Page text.
|---|

When newlyweds J. C. and Abby Allen went to the 1904 World's Fair in St. Louis, one of the things that they purchased for the trip was a portable Kodak camera. It was J. C.'s first venture into photography and the beginning of an odyssey that over the next 70 years would take him coast to coast and bring him national acclaim.

Life would get off to a somewhat rocky start for young J. C. His mother died when he was only 18 months old, and his father, a Union Army officer wounded during the Civil War, died just a few years later. Before the elder Allen succumbed, he arranged for his 6-year-old son to live at the Indiana Soldier's and Sailor's Children's Home. The Knightstown, Ind., facility had been founded in 1865 to raise and educate orphaned and destitute children of Civil War Union Army veterans.

A farm operated by the home provided J. C. with some of his earliest agricultural training, and, upon graduation in 1897 at the age of 16, he began to make his way in the world. He worked on a railroad crew and as a coal miner, a farm hand, and a telegraph operator, gaining a wide range of skills and education. After marrying Mary Abby Peavy in 1904, he settled down into marriage, and the couple began farming along the Indiana-Illinois state line.

J. C. developed an expertise in livestock and agronomy, and it was these skills that led him to the animal husbandry department at Purdue's College of Agriculture in 1909. According to notes J. C. made later in life, he was hired by Purdue to work in "livestock judging, animal nutrition, agronomy and poultry."

Soon after his trip to the World's Fair, J. C. bought another camera, but by-passed newer models and celluloid roll film for an older, wooden box camera that used 5- x 7-inch glass plates because of the clarity of the photographs. He quickly combined avocation and vocation. "He found the photos helpful in livestock judging to show examples of conformation, both good and bad," according to grandson John Allen, who grew up shadowing his grandfather and father Chester, a photographer and writer, and today operates the family photography business, J. C. Allen & Son, Inc.

J. C.'s arrival at Purdue coincided with a period of rapid growth for the fledgling College of Agriculture. Between 1908 and 1919, the University would complete eight major agricultural buildings and expand its experimental farms. By 1915, teaching, research and Extension had made agricultural operations the largest unit of the University. Among J. C.'s early contemporaries were George Christie, the first superintendent of agricultural Extension, Lella Gaddis, the first state leader of home demonstration work, and, later, David Pfendler, agriculture counselor and administrator, and Earl Butz, professor and dean of agriculture.

|---|

Data provided.

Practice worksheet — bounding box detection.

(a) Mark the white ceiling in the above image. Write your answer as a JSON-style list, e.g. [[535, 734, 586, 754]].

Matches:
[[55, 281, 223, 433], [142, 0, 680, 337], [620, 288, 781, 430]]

|---|

Exercise 1. Rewrite the J. C. Allen text from "Life would get" to "Union Army veterans.", putting "institution" in place of "facility".
Exercise 2.
Answer these questions about the J. C. Allen text.
(a) In what year did J. C. graduate from the children's home?
(b) Which Purdue department did he join in 1909?
(c) What size glass plates did his wooden box camera use?

Full response 1.
Life would get off to a somewhat rocky start for young J. C. His mother died when he was only 18 months old, and his father, a Union Army officer wounded during the Civil War, died just a few years later. Before the elder Allen succumbed, he arranged for his 6-year-old son to live at the Indiana Soldier's and Sailor's Children's Home. The Knightstown, Ind., institution had been founded in 1865 to raise and educate orphaned and destitute children of Civil War Union Army veterans.

Full response 2.
(a) 1897
(b) The animal husbandry department at Purdue's College of Agriculture
(c) 5- x 7-inch glass plates